▸ Directive
Can you express the data, from its start through the line containing "[98,214,292,449]", as a JSON list of strings with one string per line, leaving out blank lines and the pictures?

** BEGIN Data rows **

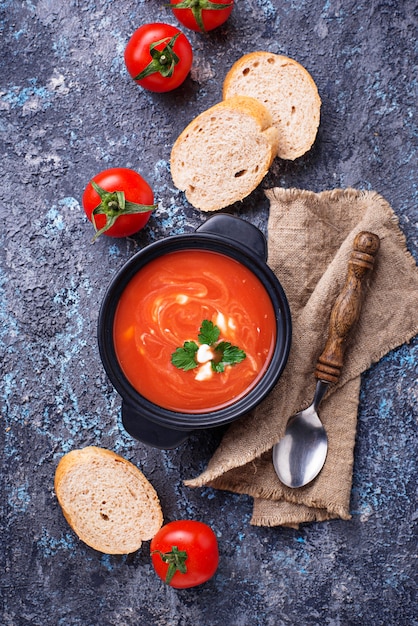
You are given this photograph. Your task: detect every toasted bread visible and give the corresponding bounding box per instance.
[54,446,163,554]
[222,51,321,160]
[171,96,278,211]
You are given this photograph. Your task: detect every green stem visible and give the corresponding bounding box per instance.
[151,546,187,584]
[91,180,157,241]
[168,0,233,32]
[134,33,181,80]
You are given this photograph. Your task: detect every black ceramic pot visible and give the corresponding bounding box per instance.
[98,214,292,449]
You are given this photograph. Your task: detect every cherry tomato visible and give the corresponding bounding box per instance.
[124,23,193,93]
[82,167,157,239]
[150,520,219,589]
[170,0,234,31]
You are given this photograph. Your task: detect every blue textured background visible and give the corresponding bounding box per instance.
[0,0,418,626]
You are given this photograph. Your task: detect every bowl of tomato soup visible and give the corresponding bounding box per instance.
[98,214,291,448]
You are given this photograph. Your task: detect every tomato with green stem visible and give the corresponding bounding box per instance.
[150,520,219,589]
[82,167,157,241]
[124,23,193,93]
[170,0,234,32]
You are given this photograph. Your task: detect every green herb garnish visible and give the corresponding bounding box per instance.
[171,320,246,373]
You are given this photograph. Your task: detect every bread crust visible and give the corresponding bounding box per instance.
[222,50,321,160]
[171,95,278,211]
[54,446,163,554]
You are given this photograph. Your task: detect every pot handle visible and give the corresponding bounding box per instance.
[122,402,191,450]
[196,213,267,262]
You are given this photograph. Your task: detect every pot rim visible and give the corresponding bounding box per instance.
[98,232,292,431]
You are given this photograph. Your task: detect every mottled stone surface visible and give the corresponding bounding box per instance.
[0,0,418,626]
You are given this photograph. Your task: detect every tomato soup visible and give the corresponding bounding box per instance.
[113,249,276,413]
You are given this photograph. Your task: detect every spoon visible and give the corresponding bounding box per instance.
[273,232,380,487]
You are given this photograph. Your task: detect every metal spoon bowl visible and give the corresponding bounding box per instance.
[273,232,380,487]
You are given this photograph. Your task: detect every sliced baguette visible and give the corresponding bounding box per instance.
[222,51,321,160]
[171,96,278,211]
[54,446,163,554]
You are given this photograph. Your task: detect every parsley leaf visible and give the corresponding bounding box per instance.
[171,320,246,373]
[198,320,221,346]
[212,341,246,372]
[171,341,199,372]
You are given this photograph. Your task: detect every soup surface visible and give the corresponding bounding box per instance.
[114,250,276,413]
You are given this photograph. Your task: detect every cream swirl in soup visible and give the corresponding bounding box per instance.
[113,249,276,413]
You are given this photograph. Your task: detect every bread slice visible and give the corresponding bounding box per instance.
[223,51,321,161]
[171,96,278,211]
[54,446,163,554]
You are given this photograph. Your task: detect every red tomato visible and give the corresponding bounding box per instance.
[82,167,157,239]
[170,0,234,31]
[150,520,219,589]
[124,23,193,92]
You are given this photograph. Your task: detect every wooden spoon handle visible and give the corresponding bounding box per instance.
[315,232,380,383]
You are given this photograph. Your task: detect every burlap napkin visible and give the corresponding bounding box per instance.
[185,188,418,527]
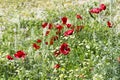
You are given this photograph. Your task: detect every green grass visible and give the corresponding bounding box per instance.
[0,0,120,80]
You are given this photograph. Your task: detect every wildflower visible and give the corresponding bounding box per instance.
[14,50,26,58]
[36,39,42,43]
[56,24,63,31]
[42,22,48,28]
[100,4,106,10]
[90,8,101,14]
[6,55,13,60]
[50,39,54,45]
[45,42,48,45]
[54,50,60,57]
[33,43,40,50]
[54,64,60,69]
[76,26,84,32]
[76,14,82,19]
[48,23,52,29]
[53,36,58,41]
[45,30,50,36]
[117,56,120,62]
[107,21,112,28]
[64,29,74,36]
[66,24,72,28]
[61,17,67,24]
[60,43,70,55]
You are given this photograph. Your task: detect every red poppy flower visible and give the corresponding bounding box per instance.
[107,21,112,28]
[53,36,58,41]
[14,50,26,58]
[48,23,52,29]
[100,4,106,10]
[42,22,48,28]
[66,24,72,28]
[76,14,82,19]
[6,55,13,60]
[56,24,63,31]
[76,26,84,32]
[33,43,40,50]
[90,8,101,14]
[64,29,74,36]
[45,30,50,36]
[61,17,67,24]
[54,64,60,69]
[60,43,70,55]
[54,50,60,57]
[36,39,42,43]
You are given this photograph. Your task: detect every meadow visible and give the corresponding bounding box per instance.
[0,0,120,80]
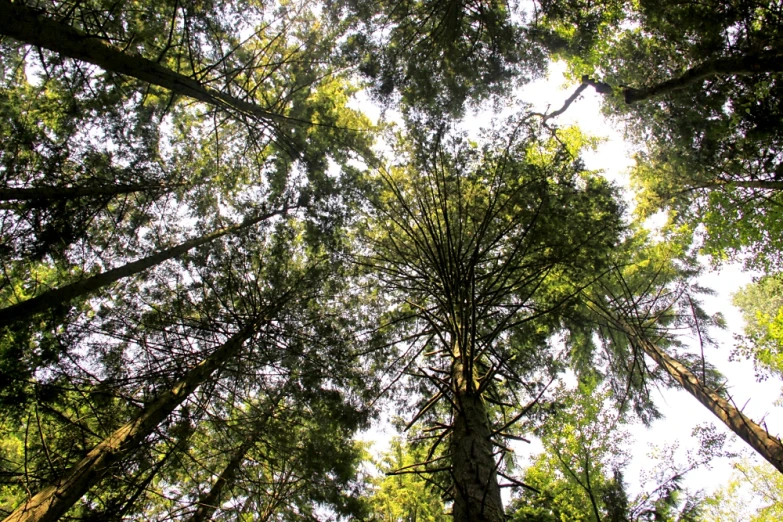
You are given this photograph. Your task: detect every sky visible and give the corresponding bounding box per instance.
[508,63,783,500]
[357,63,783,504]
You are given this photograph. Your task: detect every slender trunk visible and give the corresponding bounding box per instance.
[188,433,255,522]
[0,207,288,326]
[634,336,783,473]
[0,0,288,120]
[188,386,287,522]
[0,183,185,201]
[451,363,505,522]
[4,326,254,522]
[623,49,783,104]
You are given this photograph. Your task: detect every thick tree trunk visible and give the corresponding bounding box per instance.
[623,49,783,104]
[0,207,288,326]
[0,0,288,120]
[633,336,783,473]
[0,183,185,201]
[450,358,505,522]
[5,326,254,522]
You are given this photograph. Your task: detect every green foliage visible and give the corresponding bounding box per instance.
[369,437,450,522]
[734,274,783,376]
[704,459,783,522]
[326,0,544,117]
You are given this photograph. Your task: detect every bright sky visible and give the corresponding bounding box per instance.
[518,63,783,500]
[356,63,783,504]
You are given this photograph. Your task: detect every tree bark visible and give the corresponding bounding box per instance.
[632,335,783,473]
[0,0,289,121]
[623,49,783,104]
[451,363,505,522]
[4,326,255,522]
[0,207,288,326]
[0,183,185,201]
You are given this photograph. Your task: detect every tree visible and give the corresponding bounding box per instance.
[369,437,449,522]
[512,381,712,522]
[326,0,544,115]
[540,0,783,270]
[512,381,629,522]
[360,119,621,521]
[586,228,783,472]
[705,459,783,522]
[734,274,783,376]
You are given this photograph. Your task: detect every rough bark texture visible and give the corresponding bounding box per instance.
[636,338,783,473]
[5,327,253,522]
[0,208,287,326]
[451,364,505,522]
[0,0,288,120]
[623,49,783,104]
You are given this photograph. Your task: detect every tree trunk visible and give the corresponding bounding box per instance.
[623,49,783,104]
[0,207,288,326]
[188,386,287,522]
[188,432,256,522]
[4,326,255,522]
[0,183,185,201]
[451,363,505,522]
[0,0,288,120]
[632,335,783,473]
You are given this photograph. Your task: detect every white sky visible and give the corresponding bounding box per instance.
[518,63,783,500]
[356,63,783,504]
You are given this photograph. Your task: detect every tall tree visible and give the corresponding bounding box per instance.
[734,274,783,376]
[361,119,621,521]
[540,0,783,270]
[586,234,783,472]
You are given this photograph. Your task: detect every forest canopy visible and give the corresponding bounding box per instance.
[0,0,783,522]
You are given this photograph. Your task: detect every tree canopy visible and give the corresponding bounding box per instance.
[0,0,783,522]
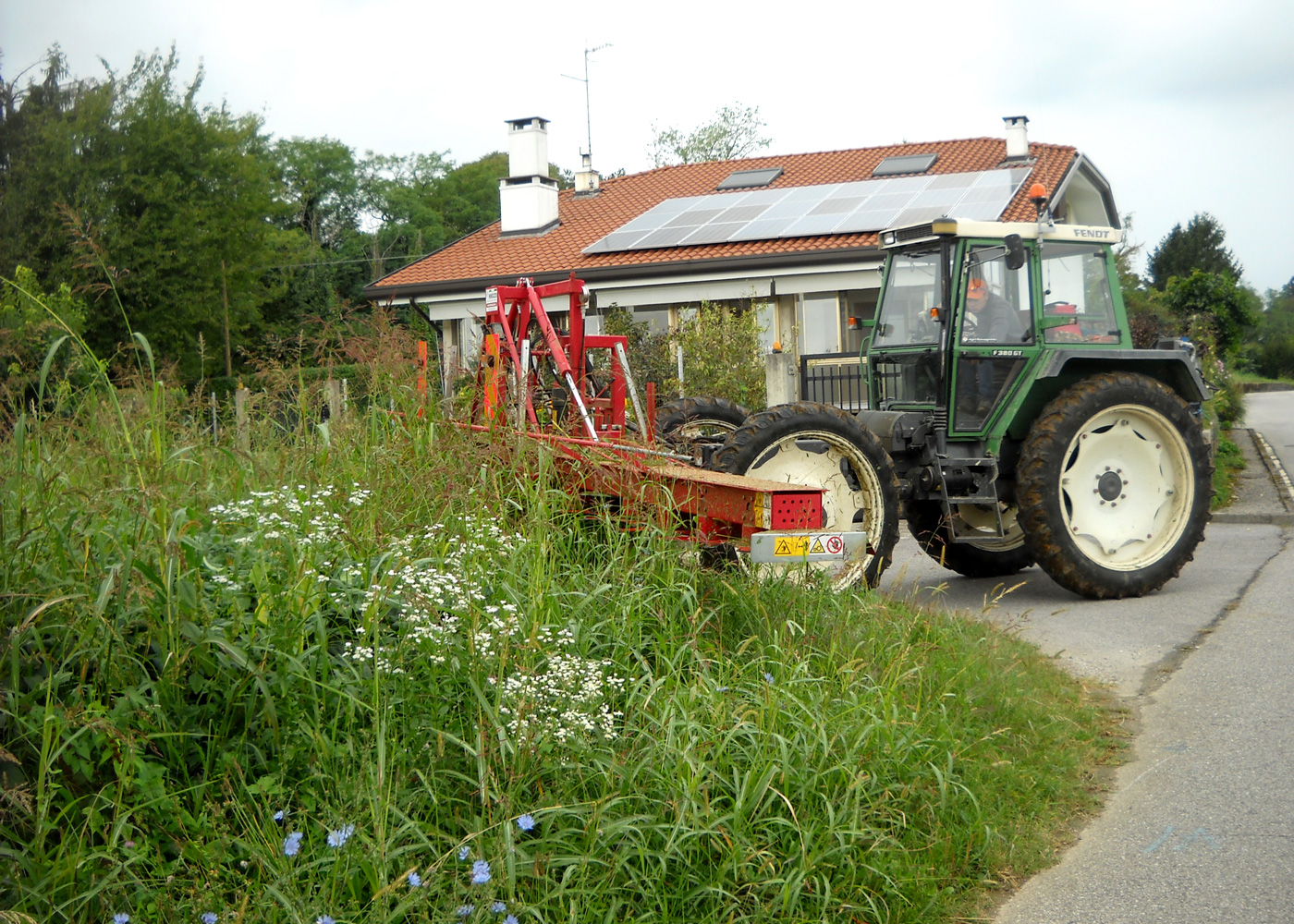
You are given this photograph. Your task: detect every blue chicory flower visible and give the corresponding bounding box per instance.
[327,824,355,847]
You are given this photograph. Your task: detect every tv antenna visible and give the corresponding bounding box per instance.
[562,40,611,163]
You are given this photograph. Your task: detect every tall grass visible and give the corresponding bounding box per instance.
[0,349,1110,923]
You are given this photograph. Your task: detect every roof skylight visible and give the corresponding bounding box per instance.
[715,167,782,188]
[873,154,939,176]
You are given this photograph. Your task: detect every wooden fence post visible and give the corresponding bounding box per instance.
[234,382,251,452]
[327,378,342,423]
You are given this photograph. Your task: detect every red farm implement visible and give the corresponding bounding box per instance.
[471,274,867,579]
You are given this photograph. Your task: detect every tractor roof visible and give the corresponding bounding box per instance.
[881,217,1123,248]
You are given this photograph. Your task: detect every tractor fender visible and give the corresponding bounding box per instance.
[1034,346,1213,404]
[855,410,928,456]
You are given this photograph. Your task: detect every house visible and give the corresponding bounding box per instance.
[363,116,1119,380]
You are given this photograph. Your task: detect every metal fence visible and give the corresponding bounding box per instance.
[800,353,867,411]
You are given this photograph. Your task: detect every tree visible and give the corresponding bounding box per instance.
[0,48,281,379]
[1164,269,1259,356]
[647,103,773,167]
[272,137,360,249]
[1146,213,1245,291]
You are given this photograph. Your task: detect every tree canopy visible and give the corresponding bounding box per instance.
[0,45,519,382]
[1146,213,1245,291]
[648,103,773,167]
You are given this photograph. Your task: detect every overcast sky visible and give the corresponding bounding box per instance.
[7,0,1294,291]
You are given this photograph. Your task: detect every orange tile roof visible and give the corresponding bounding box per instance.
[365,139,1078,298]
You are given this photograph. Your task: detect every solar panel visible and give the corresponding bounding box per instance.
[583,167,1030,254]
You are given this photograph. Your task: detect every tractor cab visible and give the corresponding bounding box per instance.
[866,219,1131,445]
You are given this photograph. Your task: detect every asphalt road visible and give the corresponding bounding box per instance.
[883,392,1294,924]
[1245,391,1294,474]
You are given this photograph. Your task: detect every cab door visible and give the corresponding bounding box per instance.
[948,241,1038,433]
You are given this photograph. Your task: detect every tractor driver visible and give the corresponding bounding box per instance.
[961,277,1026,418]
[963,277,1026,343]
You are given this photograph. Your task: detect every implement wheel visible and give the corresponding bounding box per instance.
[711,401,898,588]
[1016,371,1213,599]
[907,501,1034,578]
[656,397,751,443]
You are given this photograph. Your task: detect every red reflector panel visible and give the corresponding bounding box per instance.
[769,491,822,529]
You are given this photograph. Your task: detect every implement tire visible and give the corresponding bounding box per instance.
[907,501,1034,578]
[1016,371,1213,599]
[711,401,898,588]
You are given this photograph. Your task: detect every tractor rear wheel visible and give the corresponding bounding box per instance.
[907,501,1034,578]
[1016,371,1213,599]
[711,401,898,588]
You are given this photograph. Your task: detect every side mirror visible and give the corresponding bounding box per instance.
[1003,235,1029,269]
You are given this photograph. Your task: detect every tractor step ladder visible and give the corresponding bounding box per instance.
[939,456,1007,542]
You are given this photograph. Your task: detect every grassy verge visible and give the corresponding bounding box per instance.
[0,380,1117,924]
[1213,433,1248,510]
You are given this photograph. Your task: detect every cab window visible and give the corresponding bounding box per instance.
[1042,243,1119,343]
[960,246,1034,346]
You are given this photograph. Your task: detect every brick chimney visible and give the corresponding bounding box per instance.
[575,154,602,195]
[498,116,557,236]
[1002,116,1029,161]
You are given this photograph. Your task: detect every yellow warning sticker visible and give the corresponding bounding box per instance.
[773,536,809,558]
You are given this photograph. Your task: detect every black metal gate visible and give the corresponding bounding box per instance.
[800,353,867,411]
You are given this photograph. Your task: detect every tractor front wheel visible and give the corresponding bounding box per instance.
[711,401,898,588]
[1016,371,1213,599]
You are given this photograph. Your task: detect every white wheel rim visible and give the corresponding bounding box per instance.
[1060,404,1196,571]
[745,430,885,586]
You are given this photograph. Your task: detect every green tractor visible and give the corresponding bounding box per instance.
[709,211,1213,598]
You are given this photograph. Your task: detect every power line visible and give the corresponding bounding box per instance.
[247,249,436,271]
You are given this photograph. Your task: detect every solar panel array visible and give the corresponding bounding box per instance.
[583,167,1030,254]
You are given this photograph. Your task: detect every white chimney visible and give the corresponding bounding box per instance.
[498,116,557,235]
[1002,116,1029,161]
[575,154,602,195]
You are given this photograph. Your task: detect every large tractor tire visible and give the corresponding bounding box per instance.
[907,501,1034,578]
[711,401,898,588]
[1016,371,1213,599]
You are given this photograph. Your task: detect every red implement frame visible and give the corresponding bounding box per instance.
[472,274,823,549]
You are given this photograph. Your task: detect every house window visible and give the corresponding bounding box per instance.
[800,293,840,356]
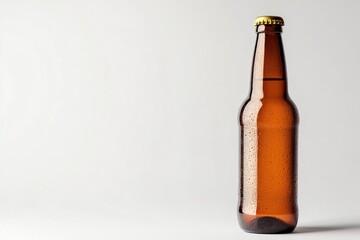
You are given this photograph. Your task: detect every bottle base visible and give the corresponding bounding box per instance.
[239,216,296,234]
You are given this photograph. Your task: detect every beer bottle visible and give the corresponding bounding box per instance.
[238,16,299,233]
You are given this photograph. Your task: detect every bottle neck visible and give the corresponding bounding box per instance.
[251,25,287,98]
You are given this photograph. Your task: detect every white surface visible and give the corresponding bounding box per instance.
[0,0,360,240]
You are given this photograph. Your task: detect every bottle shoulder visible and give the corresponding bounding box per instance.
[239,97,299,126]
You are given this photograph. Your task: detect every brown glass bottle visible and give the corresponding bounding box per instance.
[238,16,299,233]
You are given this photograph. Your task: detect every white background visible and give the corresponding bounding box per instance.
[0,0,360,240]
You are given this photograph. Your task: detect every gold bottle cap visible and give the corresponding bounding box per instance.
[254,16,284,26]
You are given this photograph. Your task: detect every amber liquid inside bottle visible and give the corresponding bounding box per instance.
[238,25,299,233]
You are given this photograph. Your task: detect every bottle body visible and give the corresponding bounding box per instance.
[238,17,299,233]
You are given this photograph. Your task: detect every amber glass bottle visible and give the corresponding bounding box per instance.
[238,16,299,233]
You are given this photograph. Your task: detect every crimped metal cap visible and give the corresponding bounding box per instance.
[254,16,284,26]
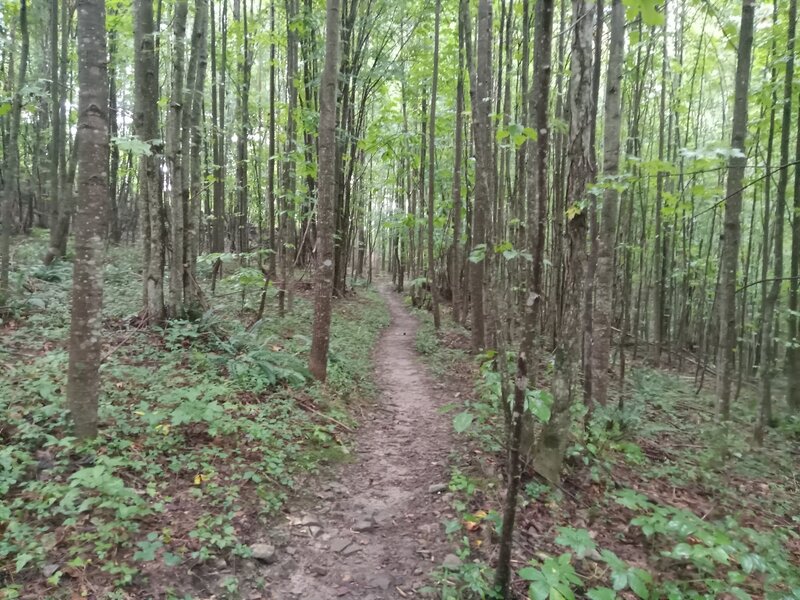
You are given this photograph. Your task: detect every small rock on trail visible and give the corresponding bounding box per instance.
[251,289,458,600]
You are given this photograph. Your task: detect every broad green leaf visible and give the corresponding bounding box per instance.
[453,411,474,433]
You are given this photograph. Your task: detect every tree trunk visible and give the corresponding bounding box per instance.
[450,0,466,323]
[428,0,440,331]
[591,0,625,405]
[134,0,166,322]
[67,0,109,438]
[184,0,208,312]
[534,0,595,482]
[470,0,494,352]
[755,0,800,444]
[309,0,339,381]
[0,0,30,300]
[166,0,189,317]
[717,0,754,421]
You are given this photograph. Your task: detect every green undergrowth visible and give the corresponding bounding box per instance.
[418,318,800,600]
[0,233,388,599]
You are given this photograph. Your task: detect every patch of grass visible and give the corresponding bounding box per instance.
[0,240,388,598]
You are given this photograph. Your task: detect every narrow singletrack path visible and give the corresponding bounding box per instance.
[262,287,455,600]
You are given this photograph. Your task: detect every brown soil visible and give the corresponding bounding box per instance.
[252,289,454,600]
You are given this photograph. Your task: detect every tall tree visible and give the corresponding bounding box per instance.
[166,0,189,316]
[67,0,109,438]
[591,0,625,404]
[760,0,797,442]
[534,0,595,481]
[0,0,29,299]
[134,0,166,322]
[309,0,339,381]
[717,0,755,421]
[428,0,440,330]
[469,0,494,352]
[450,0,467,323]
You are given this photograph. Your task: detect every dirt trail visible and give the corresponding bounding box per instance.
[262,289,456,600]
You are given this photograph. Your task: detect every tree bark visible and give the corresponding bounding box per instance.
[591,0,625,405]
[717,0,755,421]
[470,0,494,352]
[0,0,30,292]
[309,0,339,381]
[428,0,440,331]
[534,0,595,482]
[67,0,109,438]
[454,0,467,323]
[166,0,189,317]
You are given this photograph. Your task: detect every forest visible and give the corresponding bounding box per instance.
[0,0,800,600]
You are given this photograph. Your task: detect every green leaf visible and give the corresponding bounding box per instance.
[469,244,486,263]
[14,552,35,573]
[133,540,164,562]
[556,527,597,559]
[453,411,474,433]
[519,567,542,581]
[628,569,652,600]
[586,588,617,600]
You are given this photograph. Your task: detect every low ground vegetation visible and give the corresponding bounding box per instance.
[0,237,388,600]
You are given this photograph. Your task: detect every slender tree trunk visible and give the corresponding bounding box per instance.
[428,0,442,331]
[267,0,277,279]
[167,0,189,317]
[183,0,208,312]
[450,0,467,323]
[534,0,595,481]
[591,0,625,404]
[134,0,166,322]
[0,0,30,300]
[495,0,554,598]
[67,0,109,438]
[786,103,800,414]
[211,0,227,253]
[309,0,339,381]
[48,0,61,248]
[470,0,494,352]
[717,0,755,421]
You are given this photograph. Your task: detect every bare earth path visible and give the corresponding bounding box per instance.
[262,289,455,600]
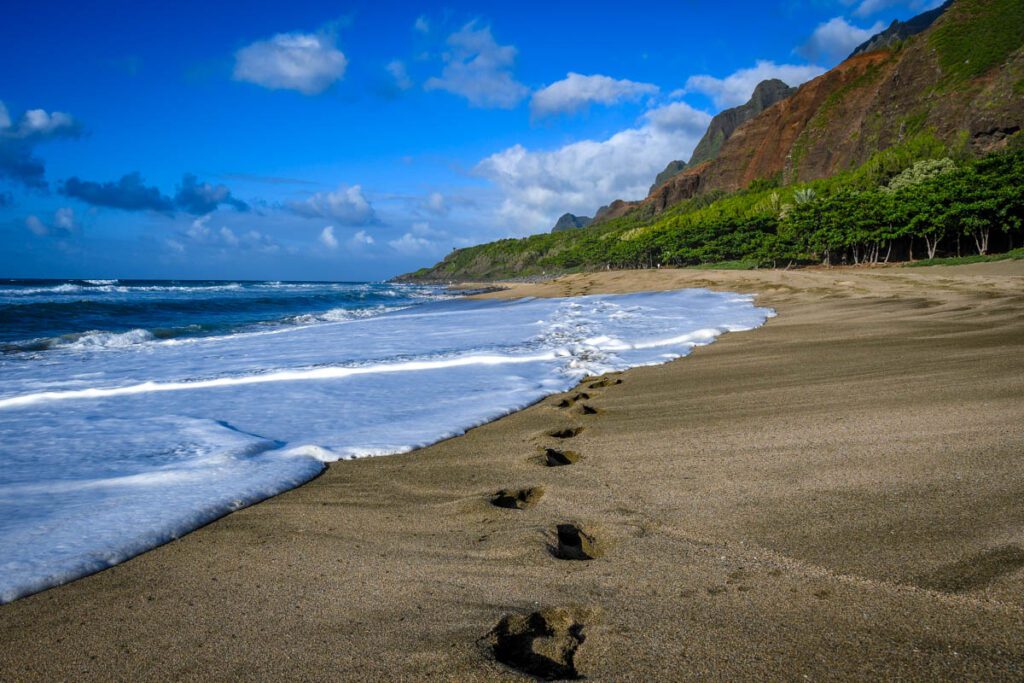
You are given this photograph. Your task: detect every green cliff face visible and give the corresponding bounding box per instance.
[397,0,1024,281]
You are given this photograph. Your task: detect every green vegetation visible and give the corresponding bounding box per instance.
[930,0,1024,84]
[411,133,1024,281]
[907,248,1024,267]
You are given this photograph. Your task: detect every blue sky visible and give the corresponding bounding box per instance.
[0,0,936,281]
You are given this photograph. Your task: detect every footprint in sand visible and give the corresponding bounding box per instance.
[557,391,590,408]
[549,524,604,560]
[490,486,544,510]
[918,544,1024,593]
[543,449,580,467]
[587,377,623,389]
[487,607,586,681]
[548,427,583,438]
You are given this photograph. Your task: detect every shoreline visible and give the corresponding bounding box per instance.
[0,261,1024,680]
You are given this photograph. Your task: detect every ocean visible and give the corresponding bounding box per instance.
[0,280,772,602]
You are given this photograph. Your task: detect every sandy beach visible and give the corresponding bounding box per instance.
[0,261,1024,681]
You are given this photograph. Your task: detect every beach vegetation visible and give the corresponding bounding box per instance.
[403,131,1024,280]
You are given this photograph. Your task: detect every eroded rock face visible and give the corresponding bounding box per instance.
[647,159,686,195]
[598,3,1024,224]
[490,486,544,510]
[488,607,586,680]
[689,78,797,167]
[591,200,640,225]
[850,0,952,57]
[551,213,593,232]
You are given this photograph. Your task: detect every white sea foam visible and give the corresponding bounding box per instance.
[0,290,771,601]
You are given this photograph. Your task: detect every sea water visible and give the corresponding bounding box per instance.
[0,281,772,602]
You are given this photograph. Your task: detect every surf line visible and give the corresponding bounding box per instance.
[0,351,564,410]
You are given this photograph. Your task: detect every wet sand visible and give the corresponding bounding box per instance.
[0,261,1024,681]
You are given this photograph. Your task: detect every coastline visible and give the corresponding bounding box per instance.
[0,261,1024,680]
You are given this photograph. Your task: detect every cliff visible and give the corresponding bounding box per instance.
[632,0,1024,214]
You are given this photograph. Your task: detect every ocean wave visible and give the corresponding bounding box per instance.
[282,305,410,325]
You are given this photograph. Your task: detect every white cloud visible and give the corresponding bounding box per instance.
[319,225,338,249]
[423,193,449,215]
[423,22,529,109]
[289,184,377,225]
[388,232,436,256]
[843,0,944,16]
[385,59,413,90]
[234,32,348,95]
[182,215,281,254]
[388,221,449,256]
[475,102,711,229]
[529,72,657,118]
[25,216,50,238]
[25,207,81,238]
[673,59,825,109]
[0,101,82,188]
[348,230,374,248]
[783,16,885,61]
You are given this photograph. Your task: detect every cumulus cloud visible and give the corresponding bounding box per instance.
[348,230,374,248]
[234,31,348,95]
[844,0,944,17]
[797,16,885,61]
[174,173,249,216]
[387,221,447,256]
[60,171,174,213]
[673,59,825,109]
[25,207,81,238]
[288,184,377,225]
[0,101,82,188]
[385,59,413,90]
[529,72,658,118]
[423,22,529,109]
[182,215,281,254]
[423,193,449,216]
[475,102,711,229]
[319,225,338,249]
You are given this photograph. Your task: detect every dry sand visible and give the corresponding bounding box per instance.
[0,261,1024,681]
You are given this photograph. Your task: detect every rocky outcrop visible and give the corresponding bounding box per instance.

** END Data rows **

▸ Task output
[
  "You are given this photograph. Your task: detect every toasted bread visible and give the corresponding bounding box per instance.",
  "[54,446,163,554]",
  "[222,51,321,160]",
  "[171,96,278,211]",
  "You are given this photograph. Your task: detect every green stem visible and give the corresponding bounding box per instance.",
  "[151,546,187,584]",
  "[91,180,157,241]",
  "[168,0,233,32]",
  "[134,33,181,80]",
  "You are given this photograph. Your task: detect every black ceramic pot visible and give the corresponding bounding box per instance.",
  "[98,214,292,449]"
]